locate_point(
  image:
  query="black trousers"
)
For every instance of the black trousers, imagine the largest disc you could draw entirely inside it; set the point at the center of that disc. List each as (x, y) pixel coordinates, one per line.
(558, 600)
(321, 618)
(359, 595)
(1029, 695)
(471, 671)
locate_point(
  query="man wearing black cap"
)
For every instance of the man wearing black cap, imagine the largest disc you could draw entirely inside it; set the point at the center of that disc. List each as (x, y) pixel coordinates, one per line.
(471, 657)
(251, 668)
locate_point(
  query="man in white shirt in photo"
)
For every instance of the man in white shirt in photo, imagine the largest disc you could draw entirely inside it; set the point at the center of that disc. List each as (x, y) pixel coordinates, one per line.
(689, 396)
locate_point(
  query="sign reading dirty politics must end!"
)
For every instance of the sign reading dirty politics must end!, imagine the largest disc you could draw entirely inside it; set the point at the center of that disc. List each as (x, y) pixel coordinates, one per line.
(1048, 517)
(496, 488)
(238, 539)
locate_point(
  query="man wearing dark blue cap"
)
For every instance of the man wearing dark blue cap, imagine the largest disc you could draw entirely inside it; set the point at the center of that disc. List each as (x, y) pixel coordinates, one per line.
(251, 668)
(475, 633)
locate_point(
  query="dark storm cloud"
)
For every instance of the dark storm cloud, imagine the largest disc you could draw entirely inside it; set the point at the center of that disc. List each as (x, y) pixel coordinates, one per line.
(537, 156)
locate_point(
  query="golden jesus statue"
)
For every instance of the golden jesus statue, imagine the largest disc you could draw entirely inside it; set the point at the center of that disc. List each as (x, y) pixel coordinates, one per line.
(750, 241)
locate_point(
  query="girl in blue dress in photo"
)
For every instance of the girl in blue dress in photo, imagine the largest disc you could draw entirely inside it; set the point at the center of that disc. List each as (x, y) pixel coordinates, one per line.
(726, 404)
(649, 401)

□ □ □

- What needs to be done
Return each line of the preceding material in which "query" can be found.

- Response
  query="black trousers"
  query="man wearing black cap"
  query="man in white shirt in photo"
  query="sign reading dirty politics must end!"
  query="man wearing dark blue cap"
  query="dark storm cloud"
  query="golden jesus statue"
  query="girl in blue dress in photo"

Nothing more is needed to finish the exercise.